## Your instructions
In the letter about anesthesia checklists, please state how many years the writer has been a pilot.

Text segment START

Circulation 36,825 • Volume 18, No. 1 • Spring 2003

Checklists Cover Critical Details

Loren A. Bauman, MD

To the Editor

The practice of anesthesiology contains dynamics and complexity similar to that found in the aviation industry. Meticulous preparation, constant monitoring and frequent adjustments, temporally precise execution of critical maneuvers, and crisis management are important elements in both professions. Studies of decision-making and human error in airline disasters revealed the need for organized management of specific situations []. Checklists found in the aircraft’s procedure manuals are used to control the infinite variables that must be managed, particularly during emergencies. As a pilot of 38 years and an anesthesiologist of 15 years, I began using aviation style checklists early in my career for routine but critical maneuvers in the operating room to insure that I didn’t commit the anesthetic equivalent of taking off with my door open or landing with my landing gear up.

Designing and executing operation-specific anesthetics are common, nearly routine, elements of anesthesia practice. Critical errors can occur when patient-specific data are lost or forgotten during the hustle of daily practice. As a supervising, academic pediatric anesthesiologist, I am frequently called to induce a patient whom I evaluated 20-60 minutes earlier. During that interlude, I have reviewed other pre-ops of patients for similar operations, each containing modest variation in their histories. Critical details are easily lost in the noise of the constant data flow.

Just before I induce the patient, I use a checklist as a last-minute confirmation that I haven’t forgotten critical detail. I advocate a quick re-check for those issues that are not part of the operation-specific anesthetic but require a deviation, variation, or alternation in that plan.

Text segment END
The data START

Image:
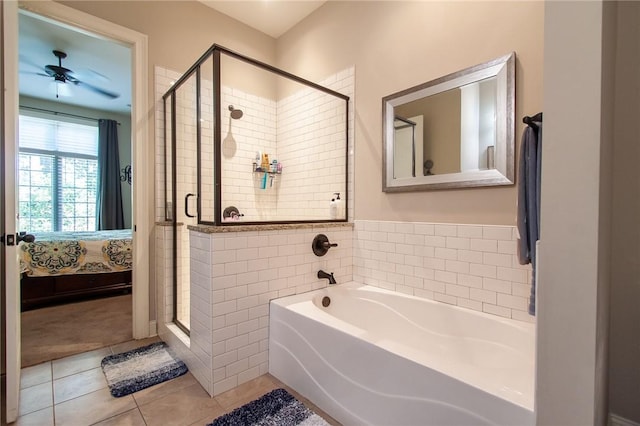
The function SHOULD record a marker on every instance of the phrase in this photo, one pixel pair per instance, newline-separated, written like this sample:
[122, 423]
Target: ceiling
[272, 17]
[111, 68]
[94, 61]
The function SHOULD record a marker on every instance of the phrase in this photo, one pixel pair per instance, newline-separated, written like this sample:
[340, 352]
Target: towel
[529, 202]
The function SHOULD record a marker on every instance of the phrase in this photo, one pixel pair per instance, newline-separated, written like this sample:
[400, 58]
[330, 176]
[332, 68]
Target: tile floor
[73, 391]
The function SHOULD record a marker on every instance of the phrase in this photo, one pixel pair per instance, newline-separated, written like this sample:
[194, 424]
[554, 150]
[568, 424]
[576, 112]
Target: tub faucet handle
[329, 276]
[321, 245]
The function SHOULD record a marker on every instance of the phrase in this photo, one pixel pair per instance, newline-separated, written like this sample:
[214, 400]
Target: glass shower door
[184, 132]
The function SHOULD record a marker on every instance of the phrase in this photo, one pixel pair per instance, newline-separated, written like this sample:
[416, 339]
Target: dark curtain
[109, 209]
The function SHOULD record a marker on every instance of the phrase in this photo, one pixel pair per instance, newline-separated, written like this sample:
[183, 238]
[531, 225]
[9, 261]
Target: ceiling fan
[62, 76]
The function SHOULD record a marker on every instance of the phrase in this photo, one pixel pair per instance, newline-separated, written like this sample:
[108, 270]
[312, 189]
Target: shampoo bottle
[333, 209]
[338, 204]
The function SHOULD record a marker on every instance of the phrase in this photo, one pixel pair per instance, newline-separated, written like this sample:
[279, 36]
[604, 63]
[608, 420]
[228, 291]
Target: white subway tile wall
[241, 139]
[311, 146]
[234, 275]
[473, 266]
[309, 128]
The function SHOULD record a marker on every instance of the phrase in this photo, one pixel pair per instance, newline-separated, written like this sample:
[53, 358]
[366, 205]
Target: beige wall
[441, 114]
[395, 45]
[574, 257]
[124, 137]
[624, 349]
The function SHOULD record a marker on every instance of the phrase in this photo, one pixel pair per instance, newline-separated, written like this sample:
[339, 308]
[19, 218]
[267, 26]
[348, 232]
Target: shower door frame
[215, 52]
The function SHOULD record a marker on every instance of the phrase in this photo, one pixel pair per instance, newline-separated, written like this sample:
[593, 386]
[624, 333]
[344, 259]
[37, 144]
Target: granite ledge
[209, 229]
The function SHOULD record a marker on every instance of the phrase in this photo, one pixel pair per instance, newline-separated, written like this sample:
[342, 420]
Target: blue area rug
[277, 407]
[141, 368]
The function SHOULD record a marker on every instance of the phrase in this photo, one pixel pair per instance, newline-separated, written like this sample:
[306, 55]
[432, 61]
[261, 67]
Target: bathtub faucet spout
[322, 274]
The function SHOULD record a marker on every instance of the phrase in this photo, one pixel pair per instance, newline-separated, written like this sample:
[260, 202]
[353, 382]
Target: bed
[60, 267]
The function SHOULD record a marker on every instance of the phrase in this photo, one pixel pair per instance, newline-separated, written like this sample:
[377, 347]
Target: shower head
[235, 113]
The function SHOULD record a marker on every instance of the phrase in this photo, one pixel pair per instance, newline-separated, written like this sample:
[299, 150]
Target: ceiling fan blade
[97, 89]
[92, 75]
[35, 73]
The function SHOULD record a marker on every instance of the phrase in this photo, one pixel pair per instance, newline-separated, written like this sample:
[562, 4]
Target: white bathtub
[382, 358]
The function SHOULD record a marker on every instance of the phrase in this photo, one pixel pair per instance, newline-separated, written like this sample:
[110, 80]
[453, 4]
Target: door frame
[142, 172]
[11, 309]
[141, 149]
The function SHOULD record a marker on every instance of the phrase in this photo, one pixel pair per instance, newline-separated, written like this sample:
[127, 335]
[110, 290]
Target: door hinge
[8, 239]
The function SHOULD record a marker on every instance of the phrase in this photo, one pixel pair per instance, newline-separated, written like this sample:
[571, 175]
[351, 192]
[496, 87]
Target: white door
[9, 139]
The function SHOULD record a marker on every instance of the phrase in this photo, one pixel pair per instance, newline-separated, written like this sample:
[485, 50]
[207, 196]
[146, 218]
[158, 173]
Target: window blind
[58, 136]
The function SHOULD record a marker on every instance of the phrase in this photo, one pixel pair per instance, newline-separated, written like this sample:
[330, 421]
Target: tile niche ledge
[209, 229]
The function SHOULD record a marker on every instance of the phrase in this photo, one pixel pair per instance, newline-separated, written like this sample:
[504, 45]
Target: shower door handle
[186, 204]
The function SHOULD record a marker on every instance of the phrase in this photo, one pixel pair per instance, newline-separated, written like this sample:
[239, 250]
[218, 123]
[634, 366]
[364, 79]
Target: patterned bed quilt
[63, 253]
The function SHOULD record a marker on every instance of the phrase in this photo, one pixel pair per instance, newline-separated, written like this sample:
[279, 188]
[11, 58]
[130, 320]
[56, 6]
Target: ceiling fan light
[60, 88]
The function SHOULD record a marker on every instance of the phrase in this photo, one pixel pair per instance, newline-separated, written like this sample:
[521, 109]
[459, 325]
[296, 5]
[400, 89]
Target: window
[58, 175]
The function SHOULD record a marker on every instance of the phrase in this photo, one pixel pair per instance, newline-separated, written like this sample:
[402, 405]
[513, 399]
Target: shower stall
[247, 143]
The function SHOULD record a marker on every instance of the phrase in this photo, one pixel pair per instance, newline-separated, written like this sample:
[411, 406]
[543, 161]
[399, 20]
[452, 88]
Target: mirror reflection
[456, 131]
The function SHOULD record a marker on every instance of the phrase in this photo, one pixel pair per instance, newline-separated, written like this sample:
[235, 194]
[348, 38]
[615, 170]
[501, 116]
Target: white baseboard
[615, 420]
[153, 328]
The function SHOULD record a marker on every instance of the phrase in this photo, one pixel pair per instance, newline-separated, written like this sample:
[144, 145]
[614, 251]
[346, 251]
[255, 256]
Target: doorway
[142, 150]
[71, 86]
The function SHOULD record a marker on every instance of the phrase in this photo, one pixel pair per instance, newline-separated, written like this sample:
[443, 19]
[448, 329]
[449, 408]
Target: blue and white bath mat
[276, 408]
[141, 368]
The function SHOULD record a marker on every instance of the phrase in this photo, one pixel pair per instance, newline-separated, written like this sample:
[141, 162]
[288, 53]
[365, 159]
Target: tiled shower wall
[311, 133]
[472, 266]
[304, 131]
[234, 275]
[254, 132]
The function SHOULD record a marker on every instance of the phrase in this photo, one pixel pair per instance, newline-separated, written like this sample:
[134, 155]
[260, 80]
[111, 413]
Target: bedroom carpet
[60, 331]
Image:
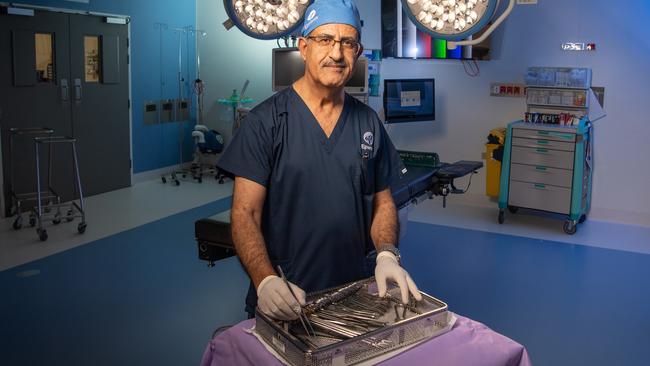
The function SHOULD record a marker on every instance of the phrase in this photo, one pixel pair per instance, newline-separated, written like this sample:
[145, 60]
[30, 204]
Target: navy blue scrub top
[318, 209]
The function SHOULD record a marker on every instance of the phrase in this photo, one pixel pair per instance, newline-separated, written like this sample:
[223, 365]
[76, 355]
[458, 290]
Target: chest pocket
[367, 173]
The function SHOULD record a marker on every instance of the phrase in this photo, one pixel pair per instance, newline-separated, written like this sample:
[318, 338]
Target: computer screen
[288, 67]
[409, 100]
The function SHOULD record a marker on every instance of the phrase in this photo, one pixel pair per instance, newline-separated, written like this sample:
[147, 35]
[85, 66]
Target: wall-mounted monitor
[288, 66]
[400, 38]
[409, 100]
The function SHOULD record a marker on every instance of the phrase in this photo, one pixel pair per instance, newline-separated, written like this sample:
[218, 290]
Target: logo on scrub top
[368, 138]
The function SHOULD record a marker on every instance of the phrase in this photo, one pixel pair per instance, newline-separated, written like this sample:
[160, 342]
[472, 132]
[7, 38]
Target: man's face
[329, 62]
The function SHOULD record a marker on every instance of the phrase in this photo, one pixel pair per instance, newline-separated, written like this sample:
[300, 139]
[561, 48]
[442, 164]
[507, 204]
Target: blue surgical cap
[322, 12]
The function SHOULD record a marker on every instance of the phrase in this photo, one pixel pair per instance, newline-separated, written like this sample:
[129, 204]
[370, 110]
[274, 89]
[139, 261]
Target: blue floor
[143, 298]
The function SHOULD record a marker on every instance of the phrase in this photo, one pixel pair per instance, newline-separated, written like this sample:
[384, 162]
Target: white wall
[466, 113]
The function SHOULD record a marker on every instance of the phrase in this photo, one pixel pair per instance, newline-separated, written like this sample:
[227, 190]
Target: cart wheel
[570, 227]
[18, 223]
[42, 234]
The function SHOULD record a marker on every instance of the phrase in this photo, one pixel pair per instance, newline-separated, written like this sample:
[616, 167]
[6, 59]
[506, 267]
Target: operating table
[419, 183]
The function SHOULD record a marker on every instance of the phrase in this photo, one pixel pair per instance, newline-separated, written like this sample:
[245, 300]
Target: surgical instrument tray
[353, 324]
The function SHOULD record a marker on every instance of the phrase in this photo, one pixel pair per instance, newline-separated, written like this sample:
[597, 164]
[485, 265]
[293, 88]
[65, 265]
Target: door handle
[77, 90]
[65, 94]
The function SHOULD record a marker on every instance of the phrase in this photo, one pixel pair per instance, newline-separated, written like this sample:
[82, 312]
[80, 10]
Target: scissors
[301, 315]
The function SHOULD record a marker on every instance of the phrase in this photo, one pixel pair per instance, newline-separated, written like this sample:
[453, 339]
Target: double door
[68, 72]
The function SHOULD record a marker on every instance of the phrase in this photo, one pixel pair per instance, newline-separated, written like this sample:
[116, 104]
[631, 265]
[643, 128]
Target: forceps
[301, 315]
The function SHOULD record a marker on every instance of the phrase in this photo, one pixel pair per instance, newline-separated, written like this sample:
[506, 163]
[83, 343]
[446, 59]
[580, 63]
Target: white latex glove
[275, 300]
[388, 268]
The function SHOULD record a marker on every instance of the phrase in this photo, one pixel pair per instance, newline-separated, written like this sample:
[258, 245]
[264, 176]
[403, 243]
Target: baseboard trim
[625, 217]
[156, 173]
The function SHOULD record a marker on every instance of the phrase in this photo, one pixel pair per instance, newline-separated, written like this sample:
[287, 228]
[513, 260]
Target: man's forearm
[385, 225]
[250, 247]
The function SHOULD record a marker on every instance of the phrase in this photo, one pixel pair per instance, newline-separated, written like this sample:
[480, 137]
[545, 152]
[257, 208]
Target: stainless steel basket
[431, 321]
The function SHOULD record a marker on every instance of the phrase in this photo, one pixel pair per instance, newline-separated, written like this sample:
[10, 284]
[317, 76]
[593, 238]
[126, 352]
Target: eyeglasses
[326, 41]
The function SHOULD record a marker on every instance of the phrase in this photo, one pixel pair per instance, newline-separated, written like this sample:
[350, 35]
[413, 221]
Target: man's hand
[276, 301]
[388, 268]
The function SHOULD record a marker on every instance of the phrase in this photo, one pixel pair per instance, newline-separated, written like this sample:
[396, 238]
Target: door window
[44, 57]
[92, 58]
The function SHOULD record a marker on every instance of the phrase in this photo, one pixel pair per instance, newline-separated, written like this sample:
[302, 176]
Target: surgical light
[455, 20]
[266, 19]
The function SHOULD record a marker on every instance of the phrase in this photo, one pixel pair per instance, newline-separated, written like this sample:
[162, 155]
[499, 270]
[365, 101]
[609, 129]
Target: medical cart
[75, 209]
[547, 162]
[18, 200]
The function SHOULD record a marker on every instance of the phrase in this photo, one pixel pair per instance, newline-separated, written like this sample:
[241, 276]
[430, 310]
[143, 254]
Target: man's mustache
[335, 64]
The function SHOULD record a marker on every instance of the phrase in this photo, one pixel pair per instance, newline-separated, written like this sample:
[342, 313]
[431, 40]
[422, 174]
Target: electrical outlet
[507, 90]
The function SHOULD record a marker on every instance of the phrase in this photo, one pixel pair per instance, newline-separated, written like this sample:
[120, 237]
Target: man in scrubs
[313, 168]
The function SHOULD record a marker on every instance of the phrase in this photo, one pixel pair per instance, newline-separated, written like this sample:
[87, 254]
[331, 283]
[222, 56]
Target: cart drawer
[540, 197]
[543, 157]
[543, 143]
[543, 134]
[541, 174]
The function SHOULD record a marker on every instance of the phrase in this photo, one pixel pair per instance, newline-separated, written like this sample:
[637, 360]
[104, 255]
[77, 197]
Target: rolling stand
[74, 209]
[18, 200]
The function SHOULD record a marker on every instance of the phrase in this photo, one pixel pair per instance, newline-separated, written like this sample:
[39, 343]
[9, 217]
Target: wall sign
[578, 46]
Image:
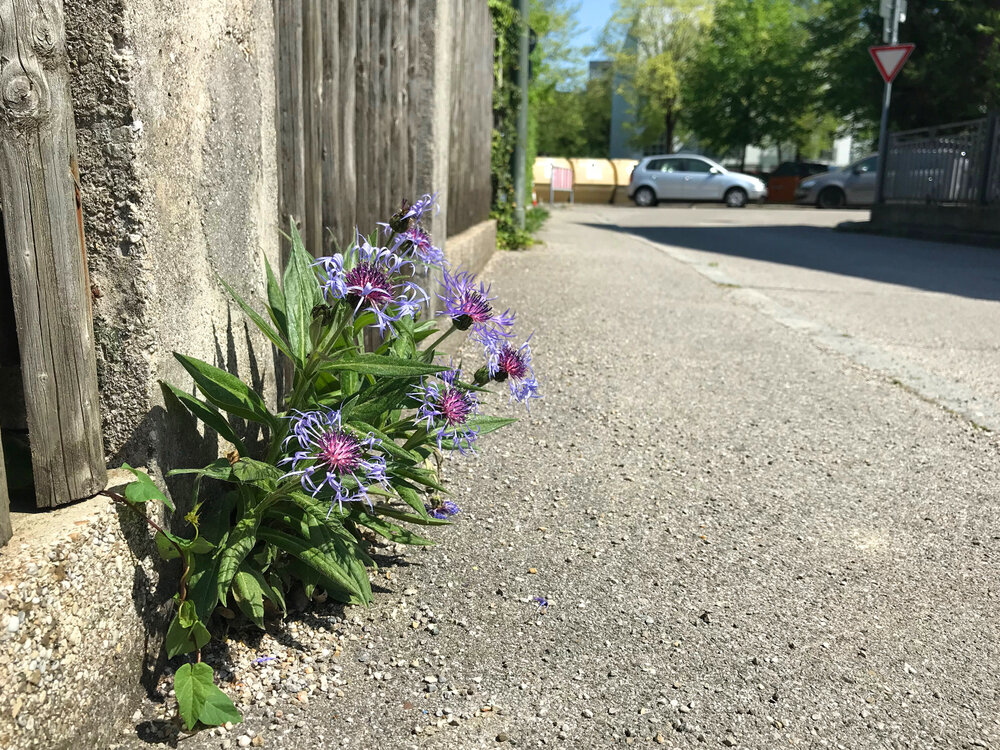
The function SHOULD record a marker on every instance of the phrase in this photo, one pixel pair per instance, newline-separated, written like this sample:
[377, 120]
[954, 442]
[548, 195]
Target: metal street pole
[521, 146]
[890, 35]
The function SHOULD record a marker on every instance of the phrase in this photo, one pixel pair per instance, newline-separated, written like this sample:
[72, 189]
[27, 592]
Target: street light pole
[891, 12]
[521, 146]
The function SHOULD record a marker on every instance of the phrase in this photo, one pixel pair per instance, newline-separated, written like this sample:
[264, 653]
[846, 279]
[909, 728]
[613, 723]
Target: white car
[689, 177]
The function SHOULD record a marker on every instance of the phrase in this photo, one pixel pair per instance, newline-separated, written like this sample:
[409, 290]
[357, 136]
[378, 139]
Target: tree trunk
[670, 121]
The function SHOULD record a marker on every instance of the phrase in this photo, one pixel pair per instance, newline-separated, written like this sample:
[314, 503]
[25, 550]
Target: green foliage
[748, 81]
[199, 700]
[257, 532]
[650, 44]
[506, 101]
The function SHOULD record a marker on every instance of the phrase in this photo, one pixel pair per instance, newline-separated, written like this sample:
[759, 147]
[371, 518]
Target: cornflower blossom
[415, 243]
[328, 455]
[372, 284]
[468, 306]
[445, 410]
[505, 363]
[445, 510]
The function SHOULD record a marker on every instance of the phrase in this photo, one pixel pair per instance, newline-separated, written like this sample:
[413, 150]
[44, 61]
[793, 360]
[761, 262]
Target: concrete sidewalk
[745, 541]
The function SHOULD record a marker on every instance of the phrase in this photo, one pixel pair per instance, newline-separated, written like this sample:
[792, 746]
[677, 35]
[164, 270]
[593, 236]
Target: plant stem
[187, 567]
[442, 337]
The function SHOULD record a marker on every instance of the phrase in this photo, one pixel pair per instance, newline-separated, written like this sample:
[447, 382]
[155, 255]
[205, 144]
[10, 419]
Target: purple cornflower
[373, 284]
[446, 408]
[505, 363]
[328, 455]
[445, 510]
[415, 243]
[468, 306]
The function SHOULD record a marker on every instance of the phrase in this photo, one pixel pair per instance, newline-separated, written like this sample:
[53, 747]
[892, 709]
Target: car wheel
[831, 198]
[644, 197]
[736, 197]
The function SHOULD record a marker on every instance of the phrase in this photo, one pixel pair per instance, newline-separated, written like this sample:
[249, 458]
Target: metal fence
[958, 163]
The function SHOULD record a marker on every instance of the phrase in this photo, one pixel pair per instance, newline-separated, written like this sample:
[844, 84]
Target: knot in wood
[23, 96]
[43, 37]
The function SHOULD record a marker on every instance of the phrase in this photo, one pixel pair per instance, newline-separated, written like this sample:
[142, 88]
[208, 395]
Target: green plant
[351, 451]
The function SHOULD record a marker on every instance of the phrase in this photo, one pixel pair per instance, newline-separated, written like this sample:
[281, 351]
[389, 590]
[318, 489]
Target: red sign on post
[889, 59]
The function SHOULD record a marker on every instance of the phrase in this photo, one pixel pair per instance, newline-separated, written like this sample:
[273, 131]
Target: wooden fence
[469, 187]
[349, 78]
[43, 233]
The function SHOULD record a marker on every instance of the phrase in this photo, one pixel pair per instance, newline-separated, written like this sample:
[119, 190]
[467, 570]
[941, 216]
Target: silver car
[854, 185]
[689, 177]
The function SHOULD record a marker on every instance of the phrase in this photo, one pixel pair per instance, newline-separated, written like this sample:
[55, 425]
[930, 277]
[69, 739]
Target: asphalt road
[747, 537]
[924, 313]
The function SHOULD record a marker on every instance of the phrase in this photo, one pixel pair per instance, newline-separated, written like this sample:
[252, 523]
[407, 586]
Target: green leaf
[249, 596]
[320, 560]
[142, 490]
[257, 473]
[412, 498]
[484, 424]
[383, 365]
[390, 530]
[199, 700]
[241, 541]
[418, 474]
[227, 391]
[196, 546]
[276, 301]
[259, 321]
[302, 294]
[421, 520]
[208, 415]
[363, 429]
[219, 469]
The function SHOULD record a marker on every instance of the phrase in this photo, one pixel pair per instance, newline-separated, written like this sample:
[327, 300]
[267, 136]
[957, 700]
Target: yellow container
[542, 175]
[623, 174]
[593, 180]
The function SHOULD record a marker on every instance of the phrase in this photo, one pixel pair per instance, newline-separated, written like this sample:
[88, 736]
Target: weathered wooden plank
[331, 125]
[347, 169]
[387, 147]
[412, 98]
[362, 113]
[5, 528]
[12, 414]
[469, 188]
[46, 253]
[312, 93]
[291, 135]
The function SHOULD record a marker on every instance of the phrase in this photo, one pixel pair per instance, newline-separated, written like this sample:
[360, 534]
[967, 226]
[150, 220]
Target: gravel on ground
[743, 541]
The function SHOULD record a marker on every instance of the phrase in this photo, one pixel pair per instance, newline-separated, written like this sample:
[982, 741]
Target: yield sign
[889, 59]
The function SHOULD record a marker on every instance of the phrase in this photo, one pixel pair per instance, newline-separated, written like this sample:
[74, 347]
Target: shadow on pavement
[936, 267]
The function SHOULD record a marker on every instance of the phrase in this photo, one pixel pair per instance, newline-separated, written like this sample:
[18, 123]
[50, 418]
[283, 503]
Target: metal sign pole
[891, 12]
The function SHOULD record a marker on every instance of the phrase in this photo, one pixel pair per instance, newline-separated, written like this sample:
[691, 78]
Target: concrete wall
[174, 103]
[175, 124]
[175, 110]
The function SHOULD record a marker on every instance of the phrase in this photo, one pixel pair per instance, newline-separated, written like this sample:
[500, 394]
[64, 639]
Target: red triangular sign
[889, 59]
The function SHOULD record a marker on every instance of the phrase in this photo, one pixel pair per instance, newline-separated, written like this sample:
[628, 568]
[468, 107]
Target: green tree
[748, 82]
[954, 73]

The data END

## Response area
38 years.